Content starts

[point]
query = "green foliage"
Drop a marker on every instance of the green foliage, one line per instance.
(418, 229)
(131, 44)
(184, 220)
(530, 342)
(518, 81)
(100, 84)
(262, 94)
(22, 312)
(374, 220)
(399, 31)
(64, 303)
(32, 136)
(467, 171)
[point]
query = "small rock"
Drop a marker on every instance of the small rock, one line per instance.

Content ends

Exercise details -
Transcribe the listing shown above in full and without change.

Result below -
[point]
query = "green foliage"
Drop a marker on every instance of the green foliage, one line per instance.
(418, 229)
(131, 44)
(184, 220)
(530, 342)
(518, 81)
(100, 84)
(262, 94)
(22, 312)
(374, 220)
(399, 31)
(64, 303)
(32, 136)
(467, 171)
[point]
query = "small rock"
Drop a marker on every instance of the small rock, one line per instance.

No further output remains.